• [EXERCISE DIRECTIONS] For the word "step", find each line in the entries where it occurs and copy that line.
[[ EXERCISE MATERIAL, beginning ]]
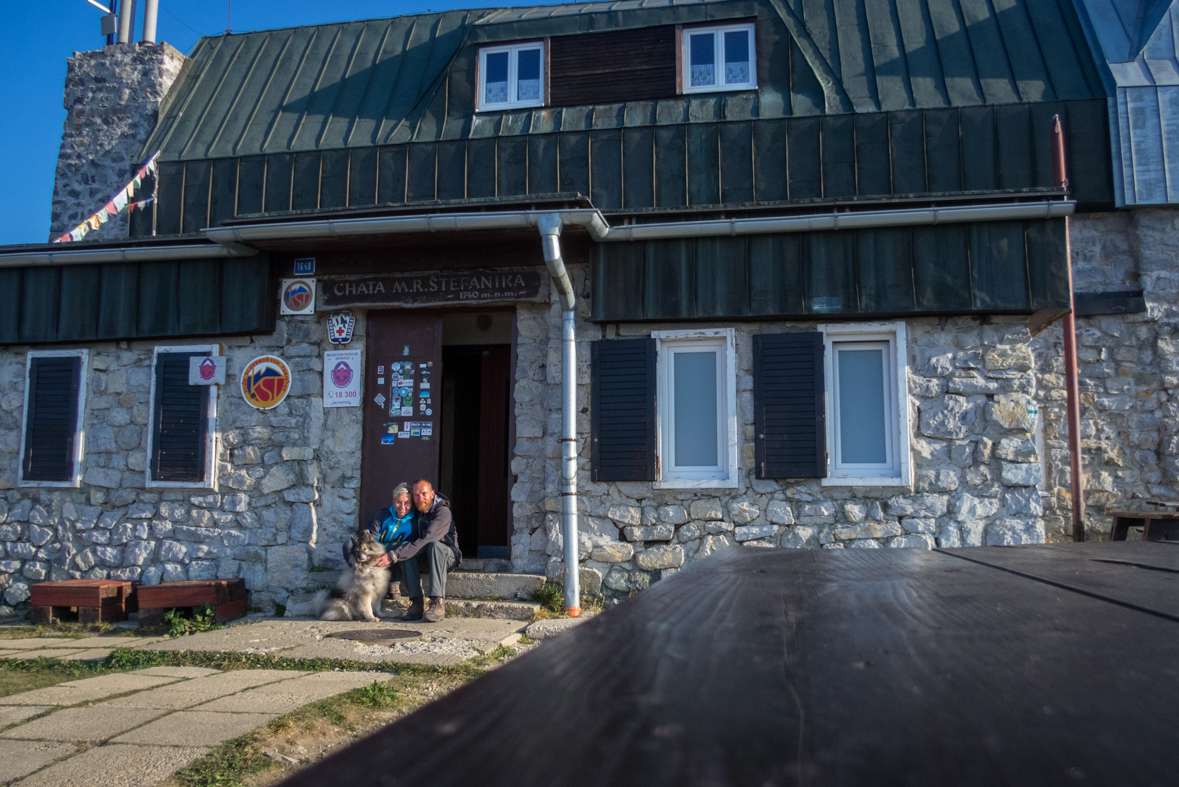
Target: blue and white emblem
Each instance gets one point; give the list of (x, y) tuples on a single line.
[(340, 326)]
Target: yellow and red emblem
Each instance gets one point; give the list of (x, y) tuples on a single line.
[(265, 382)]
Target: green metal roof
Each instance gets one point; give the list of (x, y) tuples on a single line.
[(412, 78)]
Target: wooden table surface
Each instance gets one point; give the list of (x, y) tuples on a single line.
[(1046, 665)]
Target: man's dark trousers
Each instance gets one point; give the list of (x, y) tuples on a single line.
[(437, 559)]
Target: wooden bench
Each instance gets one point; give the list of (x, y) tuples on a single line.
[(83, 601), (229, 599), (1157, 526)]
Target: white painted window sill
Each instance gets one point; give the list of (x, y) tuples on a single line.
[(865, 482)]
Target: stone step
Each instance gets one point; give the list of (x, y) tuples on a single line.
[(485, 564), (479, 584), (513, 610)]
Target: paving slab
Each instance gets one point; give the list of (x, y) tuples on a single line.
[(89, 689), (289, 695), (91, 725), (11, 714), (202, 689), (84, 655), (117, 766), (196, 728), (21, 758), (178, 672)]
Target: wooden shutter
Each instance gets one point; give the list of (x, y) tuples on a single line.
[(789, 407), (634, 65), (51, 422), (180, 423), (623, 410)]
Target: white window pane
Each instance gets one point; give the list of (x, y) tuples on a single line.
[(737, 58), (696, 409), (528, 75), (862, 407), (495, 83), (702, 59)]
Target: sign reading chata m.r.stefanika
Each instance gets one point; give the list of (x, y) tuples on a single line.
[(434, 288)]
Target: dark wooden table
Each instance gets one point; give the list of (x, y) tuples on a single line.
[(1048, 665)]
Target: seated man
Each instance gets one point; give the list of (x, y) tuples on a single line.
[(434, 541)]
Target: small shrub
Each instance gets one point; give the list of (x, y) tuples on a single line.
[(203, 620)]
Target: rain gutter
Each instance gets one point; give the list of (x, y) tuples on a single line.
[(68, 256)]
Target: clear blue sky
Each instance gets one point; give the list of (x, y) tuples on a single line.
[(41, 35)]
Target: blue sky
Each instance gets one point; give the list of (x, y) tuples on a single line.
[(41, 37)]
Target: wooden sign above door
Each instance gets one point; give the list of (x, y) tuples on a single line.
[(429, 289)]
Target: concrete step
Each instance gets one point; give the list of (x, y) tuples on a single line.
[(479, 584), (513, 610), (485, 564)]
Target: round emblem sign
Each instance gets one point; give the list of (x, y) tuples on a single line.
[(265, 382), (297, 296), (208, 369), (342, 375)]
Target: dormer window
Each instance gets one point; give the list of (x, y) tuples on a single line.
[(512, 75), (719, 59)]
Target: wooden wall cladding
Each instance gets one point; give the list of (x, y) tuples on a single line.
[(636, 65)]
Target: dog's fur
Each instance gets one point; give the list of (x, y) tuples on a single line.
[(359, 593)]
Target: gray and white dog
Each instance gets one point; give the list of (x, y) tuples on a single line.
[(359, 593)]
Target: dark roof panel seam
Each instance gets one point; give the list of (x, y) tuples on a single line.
[[ EXERCISE MATERIAL, end ]]
• [TASK OUTPUT]
Target: stone step
Target: concrete step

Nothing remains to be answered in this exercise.